# [Your task]
Print the material unchanged from its first line through the line that contains "134 171 L 134", including both of those lines.

**** Data section

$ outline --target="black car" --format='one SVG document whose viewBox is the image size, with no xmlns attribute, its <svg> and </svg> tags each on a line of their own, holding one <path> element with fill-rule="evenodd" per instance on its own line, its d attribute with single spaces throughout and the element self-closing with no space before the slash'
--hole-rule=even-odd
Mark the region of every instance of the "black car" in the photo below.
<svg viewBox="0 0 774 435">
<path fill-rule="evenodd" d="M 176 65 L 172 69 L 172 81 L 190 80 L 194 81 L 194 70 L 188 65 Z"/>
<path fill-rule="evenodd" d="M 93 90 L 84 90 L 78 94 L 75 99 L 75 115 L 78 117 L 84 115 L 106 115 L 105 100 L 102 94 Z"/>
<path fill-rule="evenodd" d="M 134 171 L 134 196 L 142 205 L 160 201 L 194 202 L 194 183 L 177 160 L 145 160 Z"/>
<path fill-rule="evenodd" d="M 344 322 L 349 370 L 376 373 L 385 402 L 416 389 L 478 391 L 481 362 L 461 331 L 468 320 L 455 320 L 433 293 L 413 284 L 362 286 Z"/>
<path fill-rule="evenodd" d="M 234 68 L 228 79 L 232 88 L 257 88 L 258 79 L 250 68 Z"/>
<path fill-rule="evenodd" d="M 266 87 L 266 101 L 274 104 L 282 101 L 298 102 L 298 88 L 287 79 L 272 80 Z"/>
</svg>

********

# [Response to the exercise]
$ outline --target="black car" --format='one SVG document whose viewBox is the image size, with no xmlns attribute, its <svg> and </svg> tags each on a line of their own, holding one <path> element with fill-rule="evenodd" per instance on its own line, its d attribute with single spaces throughout and the element self-closing with no space before the slash'
--hole-rule=even-odd
Mark the region of every instance of the "black car" in the photo below.
<svg viewBox="0 0 774 435">
<path fill-rule="evenodd" d="M 176 65 L 172 69 L 172 81 L 190 80 L 194 81 L 194 70 L 188 65 Z"/>
<path fill-rule="evenodd" d="M 93 90 L 84 90 L 78 94 L 75 99 L 75 115 L 78 117 L 84 115 L 106 115 L 105 100 L 102 94 Z"/>
<path fill-rule="evenodd" d="M 134 171 L 134 196 L 142 205 L 160 201 L 194 202 L 194 183 L 177 160 L 145 160 Z"/>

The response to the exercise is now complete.